Based on the listing below, report how many lines contain the word "hands". Nothing but the number, please.

━━━ Entries provided

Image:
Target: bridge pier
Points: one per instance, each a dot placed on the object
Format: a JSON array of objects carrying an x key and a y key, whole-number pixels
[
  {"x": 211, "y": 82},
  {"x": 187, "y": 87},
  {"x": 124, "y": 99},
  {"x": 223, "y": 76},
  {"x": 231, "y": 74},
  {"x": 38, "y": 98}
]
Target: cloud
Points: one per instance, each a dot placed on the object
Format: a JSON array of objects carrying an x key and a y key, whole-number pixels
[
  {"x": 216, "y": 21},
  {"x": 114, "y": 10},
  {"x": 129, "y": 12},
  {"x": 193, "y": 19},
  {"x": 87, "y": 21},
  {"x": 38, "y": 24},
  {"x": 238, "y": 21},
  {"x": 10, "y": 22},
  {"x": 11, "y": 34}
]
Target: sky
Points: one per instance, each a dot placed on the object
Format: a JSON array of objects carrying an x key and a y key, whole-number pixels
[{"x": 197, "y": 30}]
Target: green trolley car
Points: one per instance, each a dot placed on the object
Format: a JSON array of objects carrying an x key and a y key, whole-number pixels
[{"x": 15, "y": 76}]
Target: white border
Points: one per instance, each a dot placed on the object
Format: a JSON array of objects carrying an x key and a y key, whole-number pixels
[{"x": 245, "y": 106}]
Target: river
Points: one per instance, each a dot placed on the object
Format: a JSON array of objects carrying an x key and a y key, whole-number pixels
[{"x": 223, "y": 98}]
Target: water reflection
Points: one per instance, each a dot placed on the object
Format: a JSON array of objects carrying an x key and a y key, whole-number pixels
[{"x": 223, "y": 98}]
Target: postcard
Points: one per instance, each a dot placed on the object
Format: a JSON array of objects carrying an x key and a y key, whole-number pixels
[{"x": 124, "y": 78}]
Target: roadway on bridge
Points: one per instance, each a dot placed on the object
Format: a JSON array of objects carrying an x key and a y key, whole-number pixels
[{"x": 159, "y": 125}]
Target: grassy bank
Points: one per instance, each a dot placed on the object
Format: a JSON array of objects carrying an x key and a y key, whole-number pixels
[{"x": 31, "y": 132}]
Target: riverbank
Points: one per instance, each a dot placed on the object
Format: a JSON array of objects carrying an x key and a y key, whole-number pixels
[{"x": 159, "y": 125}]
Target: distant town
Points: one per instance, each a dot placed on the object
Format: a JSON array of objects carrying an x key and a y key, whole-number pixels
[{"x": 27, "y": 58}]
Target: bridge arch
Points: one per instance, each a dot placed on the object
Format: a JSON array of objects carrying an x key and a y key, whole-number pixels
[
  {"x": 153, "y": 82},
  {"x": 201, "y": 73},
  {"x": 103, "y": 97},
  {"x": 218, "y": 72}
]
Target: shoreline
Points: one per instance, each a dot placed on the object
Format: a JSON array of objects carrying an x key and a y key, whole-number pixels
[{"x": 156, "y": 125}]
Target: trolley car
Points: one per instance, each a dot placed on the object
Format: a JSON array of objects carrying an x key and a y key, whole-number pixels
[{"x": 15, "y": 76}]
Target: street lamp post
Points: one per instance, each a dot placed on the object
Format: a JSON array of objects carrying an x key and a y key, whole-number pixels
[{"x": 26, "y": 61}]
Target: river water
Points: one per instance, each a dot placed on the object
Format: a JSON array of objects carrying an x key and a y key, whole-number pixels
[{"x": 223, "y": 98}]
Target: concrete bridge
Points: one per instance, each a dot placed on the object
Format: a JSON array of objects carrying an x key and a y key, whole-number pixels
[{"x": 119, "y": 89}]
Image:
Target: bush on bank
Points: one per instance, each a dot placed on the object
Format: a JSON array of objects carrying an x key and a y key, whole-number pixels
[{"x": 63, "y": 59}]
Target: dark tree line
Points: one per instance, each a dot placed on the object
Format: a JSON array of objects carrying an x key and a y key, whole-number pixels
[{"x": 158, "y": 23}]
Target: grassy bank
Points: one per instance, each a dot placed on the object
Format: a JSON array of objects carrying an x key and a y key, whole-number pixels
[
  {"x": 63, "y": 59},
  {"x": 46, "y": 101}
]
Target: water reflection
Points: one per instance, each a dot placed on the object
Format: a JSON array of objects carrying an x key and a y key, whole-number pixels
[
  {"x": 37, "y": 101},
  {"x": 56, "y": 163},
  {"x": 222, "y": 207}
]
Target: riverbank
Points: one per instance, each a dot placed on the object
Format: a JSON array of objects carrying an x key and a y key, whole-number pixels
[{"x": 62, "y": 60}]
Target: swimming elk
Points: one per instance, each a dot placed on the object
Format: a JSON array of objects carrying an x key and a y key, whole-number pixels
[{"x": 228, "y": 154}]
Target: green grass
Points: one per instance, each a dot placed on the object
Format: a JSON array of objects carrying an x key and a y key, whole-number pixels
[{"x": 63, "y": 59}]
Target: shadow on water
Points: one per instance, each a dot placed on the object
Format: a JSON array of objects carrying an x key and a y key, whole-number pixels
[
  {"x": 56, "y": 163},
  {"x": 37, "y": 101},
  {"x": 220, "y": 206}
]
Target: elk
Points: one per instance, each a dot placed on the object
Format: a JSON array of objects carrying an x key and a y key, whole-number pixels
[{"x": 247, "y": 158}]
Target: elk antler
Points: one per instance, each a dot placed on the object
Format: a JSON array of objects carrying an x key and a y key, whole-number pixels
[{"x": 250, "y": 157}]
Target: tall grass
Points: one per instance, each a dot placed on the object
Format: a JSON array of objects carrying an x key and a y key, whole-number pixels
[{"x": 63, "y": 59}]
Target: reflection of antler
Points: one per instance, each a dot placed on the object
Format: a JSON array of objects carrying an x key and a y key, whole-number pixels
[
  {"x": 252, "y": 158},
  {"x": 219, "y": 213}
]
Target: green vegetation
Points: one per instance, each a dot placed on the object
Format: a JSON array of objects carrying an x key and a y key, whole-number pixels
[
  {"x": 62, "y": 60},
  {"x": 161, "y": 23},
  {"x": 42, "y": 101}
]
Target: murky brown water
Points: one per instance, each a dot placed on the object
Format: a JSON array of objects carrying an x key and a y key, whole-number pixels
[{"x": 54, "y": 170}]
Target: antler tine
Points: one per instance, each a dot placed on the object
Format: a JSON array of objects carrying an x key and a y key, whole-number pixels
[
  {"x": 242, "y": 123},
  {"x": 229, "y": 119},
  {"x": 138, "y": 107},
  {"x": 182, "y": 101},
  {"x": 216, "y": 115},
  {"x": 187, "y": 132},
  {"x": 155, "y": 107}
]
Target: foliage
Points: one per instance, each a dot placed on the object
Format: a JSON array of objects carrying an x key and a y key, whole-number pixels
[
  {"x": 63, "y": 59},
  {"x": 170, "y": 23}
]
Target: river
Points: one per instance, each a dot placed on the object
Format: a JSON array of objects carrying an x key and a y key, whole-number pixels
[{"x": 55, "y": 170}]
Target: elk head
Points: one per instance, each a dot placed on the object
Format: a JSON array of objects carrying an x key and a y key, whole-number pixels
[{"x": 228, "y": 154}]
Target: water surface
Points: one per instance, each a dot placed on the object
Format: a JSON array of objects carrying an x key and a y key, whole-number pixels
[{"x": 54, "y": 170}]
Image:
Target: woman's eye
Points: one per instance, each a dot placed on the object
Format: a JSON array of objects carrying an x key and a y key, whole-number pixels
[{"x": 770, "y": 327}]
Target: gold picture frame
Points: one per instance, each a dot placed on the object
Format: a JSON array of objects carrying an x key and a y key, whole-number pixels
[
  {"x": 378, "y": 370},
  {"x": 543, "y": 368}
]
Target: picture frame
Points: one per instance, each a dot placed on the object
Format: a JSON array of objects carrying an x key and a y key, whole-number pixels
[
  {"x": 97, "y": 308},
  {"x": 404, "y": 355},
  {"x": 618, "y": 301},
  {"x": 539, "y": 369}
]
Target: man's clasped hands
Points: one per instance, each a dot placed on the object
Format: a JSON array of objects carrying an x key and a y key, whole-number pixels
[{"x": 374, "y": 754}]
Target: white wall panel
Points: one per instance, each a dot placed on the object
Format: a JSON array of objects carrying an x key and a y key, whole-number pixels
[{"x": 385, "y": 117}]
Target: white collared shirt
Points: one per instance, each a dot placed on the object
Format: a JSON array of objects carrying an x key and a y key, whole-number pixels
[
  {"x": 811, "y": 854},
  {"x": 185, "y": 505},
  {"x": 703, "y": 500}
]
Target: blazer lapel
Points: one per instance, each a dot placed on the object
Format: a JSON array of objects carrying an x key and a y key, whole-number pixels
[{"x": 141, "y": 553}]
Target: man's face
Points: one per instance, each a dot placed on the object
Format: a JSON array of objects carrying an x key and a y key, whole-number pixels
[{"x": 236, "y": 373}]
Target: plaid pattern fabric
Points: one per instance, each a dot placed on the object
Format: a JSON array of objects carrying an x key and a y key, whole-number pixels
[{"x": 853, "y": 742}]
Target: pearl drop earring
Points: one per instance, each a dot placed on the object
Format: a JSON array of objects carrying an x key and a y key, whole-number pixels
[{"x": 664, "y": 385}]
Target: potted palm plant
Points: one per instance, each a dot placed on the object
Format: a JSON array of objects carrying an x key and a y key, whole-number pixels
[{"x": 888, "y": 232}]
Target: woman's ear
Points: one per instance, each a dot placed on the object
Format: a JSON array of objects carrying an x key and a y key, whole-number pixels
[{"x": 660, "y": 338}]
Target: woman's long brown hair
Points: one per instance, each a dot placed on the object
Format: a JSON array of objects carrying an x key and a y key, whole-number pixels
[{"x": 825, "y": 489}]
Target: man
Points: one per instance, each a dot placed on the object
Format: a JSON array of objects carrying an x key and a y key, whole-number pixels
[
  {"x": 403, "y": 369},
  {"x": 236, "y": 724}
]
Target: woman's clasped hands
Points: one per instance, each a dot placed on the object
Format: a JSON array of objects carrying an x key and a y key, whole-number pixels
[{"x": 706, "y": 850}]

━━━━━━

Task output
2